(Available data Opens)

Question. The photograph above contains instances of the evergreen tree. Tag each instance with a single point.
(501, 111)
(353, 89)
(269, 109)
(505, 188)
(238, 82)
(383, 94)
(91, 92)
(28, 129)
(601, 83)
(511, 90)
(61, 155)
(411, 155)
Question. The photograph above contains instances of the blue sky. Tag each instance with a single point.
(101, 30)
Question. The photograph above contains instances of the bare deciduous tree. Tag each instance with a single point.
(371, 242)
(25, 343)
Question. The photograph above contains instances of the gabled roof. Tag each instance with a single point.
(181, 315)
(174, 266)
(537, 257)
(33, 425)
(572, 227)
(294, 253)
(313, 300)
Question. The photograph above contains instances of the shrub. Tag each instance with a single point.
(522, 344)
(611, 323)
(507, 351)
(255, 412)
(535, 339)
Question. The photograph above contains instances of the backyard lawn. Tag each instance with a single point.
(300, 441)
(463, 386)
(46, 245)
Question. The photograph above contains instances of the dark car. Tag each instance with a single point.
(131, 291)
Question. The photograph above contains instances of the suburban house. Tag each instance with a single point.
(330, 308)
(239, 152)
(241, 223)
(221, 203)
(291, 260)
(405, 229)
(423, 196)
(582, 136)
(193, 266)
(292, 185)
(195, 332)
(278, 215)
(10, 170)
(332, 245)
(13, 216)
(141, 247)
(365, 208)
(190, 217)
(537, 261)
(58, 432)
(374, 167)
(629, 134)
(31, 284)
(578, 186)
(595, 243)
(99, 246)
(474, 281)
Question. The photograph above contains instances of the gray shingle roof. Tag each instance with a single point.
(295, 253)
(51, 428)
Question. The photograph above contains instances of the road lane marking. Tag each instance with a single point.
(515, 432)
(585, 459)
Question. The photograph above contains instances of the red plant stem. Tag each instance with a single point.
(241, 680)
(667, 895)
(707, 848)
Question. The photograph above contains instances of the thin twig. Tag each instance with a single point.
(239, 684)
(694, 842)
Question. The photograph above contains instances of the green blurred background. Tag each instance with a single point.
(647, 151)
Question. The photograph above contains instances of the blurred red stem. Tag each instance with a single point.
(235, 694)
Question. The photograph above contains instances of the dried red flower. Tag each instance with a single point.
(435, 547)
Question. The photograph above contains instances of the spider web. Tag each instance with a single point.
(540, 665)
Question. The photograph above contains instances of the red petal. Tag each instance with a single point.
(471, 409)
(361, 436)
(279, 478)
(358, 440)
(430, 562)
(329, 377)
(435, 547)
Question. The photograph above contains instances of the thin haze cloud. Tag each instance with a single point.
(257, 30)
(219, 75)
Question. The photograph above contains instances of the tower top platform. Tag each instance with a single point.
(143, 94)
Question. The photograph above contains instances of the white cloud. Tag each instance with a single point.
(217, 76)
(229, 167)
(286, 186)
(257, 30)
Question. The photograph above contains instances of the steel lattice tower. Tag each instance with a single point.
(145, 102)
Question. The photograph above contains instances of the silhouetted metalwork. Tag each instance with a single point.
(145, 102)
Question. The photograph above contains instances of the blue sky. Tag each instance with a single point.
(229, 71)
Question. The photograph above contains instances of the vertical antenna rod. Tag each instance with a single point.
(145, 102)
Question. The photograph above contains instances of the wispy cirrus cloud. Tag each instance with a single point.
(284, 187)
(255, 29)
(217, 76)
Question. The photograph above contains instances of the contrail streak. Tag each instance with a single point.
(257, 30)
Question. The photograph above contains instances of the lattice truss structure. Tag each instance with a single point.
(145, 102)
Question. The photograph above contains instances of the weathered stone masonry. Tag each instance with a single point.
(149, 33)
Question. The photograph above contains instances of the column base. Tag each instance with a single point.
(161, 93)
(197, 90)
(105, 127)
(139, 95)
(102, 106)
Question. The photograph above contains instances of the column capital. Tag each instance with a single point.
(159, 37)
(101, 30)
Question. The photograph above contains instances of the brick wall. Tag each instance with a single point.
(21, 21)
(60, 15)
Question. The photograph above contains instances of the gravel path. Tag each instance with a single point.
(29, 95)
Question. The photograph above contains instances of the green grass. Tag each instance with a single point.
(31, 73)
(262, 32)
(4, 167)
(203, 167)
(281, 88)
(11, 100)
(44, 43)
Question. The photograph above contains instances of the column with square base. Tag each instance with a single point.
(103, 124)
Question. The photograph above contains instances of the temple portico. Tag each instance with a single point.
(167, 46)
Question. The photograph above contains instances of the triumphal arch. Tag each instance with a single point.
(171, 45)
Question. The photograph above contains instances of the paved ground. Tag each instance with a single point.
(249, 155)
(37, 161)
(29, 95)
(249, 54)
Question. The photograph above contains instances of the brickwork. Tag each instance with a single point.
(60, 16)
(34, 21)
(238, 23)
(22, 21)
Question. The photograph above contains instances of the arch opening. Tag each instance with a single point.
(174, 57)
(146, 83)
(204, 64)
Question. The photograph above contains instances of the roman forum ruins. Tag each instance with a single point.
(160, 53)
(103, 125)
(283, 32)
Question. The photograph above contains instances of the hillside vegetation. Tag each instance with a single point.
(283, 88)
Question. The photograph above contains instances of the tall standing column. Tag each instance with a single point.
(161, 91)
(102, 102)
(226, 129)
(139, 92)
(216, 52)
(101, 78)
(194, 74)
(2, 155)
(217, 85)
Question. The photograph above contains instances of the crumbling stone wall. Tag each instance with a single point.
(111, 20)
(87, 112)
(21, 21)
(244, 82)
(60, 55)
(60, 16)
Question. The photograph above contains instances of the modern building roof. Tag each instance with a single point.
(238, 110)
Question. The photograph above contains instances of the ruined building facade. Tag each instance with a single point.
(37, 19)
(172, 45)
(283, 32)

(Available data Closes)

== Task description ==
All of the records above should be given again exactly as written.

== Task result ==
Question. The photograph above contains instances of the evergreen tree. Tag each instance with a single point.
(501, 111)
(353, 89)
(269, 109)
(505, 188)
(238, 82)
(383, 94)
(91, 92)
(28, 129)
(601, 83)
(511, 90)
(61, 155)
(411, 155)
Question. The photograph above contains instances of the blue sky. Tag each instance with a single point.
(101, 30)
Question. The photograph above contains instances of the bare deciduous tree. Tag each instance with a single point.
(371, 242)
(25, 343)
Question. The photograph above contains instances of the gabled roof. Tag each instance with a single point.
(181, 315)
(174, 266)
(537, 257)
(33, 425)
(572, 227)
(294, 253)
(313, 300)
Question. The photograph above contains instances of the shrub. Tag each instance with a single point.
(522, 344)
(611, 323)
(507, 351)
(255, 412)
(535, 339)
Question. The photograph above contains instances of the backyard lawn. Tag each instance with a single point.
(300, 441)
(463, 386)
(46, 245)
Question. The photograph above contains instances of the dark car. Tag each instance with a single point.
(131, 291)
Question. The photograph above contains instances of the suburban house. Tag each instance with a single point.
(330, 308)
(239, 152)
(241, 223)
(221, 203)
(291, 260)
(405, 229)
(423, 196)
(582, 136)
(193, 266)
(292, 185)
(195, 332)
(278, 215)
(10, 170)
(332, 245)
(13, 216)
(141, 247)
(365, 208)
(190, 217)
(537, 261)
(58, 432)
(374, 167)
(629, 134)
(31, 284)
(578, 186)
(595, 243)
(99, 246)
(474, 281)
Question. The photograph above contains instances of the gray shingle roof. Tag each instance with a single point.
(295, 253)
(51, 428)
Question. The photograph above contains instances of the road lane marking. Tag each instance with a single point.
(515, 432)
(585, 459)
Question. The photograph above contains instances of the red plant stem. Tag each instance with a single point.
(241, 680)
(667, 895)
(707, 848)
Question. The photograph above contains instances of the thin twig. Tag each instance with a single point.
(239, 684)
(694, 842)
Question. The photograph above contains instances of the green blurred background. Tag each instance with a single point.
(647, 151)
Question. The photograph above contains instances of the blurred red stem. Tag each instance with a single point.
(235, 694)
Question. The photograph above contains instances of the dried red flower. Tag each instance with a single point.
(435, 547)
Question. The photograph above contains instances of the spider web. Tag each instance with a single point.
(540, 665)
Question. The photograph above contains instances of the red petal. Tag each instance with a single point.
(471, 409)
(361, 436)
(279, 478)
(358, 440)
(430, 562)
(329, 377)
(435, 547)
Question. The photograph above contains instances of the thin haze cloud. Tag each instance with a single point.
(257, 30)
(219, 75)
Question. The photograph above contains instances of the tower top platform. Tag each instance with a single point.
(143, 94)
Question. The photograph above contains instances of the white cloud. Tag each instance with a single point.
(217, 76)
(229, 167)
(286, 186)
(257, 30)
Question. The photograph above contains instances of the steel lattice tower. Tag each instance with a single point.
(145, 102)
Question. The photograph above contains instances of the silhouetted metalwork. Tag each instance with a single point.
(145, 102)
Question. The photograph above contains instances of the blue sky. Tag each instance with a single point.
(229, 71)
Question. The photograph above contains instances of the vertical antenna rod. Tag each instance with a single point.
(145, 102)
Question. The photograph above contains instances of the wispy cirrus cloud. Tag each instance with a single point.
(284, 187)
(255, 29)
(217, 76)
Question. The photograph above contains instances of the contrail streak. Tag each instance with a single point.
(257, 30)
Question. The photograph above contains instances of the lattice truss structure. Tag each instance with a single point.
(145, 102)
Question. The photograph above contains instances of the weathered stone masonry. Tag each instance with a single point.
(149, 33)
Question. The photograph above contains instances of the column base. Tag each instance with a single point.
(161, 93)
(197, 90)
(105, 127)
(139, 95)
(102, 106)
Question. The photograph above contains instances of the column capital. Tag each instance with a single point.
(159, 37)
(101, 30)
Question. The photograph above contains instances of the brick wall. Tag each instance with a single point.
(21, 21)
(60, 15)
Question. The photograph above contains instances of the gravel path. Tag each instance with a single point.
(29, 95)
Question. The photograph above contains instances of the green grass. Tag each instance with a single point.
(31, 73)
(262, 32)
(4, 167)
(203, 167)
(281, 88)
(11, 100)
(44, 43)
Question. The photograph above contains instances of the column with square base. Tag each instance with a single point.
(103, 124)
Question. The photograph above contains instances of the temple portico. Tag each instance with a single point.
(167, 46)
Question. The photograph above contains instances of the triumphal arch. Tag each instance with a single point.
(171, 45)
Question. The photograph above contains instances of the paved ground. Tag each instance with a single point.
(249, 155)
(37, 161)
(29, 95)
(249, 54)
Question. The photograph above contains instances of the brickwork. Tag each instance with a single point.
(60, 16)
(34, 21)
(238, 23)
(22, 21)
Question. The photograph above contains instances of the arch opening. Tag each instance with a single point.
(174, 57)
(146, 83)
(204, 64)
Question. The photograph above contains instances of the roman forum ruins. Tag each instance with a single point.
(160, 53)
(103, 125)
(283, 32)
Question. The photograph above contains instances of the hillside vegetation. Tag each instance with a single point.
(283, 88)
Question. The photograph above contains instances of the tall standing column. Tag each instance with a single point.
(161, 91)
(102, 102)
(226, 129)
(139, 92)
(216, 52)
(101, 78)
(194, 74)
(2, 155)
(217, 85)
Question. The photograph above contains instances of the crumbling stone wall. Tag each instance with a single point.
(111, 20)
(87, 112)
(21, 21)
(244, 82)
(60, 55)
(60, 16)
Question. The photograph above contains instances of the modern building roof. Tag each instance with a single point.
(238, 110)
Question. The photograph above contains instances of the ruined building facade. Tag each instance with a single point.
(37, 19)
(172, 45)
(283, 32)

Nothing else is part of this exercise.